## YOUR TASK
Copy the listing word for word, starting at the line that contains "Locate the parasite" and continuing through the last line of the listing.

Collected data
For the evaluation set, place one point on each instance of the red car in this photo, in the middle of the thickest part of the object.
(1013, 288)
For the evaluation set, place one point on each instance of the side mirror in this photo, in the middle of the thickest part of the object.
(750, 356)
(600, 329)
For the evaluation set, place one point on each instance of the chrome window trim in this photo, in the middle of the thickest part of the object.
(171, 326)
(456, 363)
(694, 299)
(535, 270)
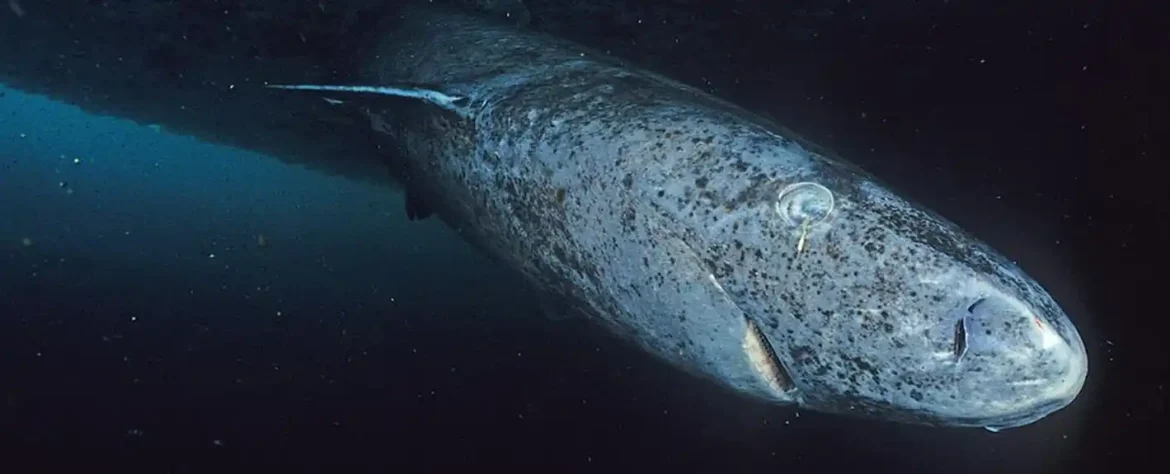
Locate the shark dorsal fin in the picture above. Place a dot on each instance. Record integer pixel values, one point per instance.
(455, 103)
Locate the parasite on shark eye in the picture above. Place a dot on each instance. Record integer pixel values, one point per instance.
(803, 205)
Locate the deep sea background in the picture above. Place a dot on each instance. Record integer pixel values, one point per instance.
(169, 304)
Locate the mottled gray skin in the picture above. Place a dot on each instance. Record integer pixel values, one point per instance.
(652, 207)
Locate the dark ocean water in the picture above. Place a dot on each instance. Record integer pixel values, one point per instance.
(172, 306)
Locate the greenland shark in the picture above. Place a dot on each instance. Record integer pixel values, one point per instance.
(704, 234)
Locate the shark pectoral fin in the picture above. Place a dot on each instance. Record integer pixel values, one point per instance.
(415, 205)
(433, 95)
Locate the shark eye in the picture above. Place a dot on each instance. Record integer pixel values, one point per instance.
(803, 204)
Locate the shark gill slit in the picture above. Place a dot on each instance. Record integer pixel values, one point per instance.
(763, 358)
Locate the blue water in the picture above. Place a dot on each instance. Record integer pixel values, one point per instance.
(178, 304)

## SOLUTION
Locate the parasite on shark eye in the picture above. Place a dot on each instance. Record integer pixel values, one point per instance.
(803, 205)
Locate the deep sea background in the picture above. Place a dot on each instance. Record integer pixel values, one point per instance.
(169, 304)
Locate the mottled gray skin in the picture above. Place a dot on each instance. Record integer pixel values, one point per instance.
(652, 207)
Locate the dark ocean water in the picture above. Place a dot on each instance. Record integer pixel values, one point per instance.
(172, 306)
Locate the greenland shark in the picture above. Place a dot on each instance. Record integer pixel values, one point per instance.
(704, 234)
Locate the shark pectoral fin in the picture above. Place a dot on each instance. Record integer pixel values, one point per instance.
(415, 205)
(433, 95)
Locate the shark eye in the picture above. Place a dot on each instance. Record integer pixel values, one point per instance.
(803, 204)
Locate the shark gill slit in the picture above. Place a dot on each instance. Record integer pixel values, one point per instance.
(763, 358)
Locate the blue water in the picture above. Place a dot on each instance. Record integer pixel values, one point per instance.
(178, 304)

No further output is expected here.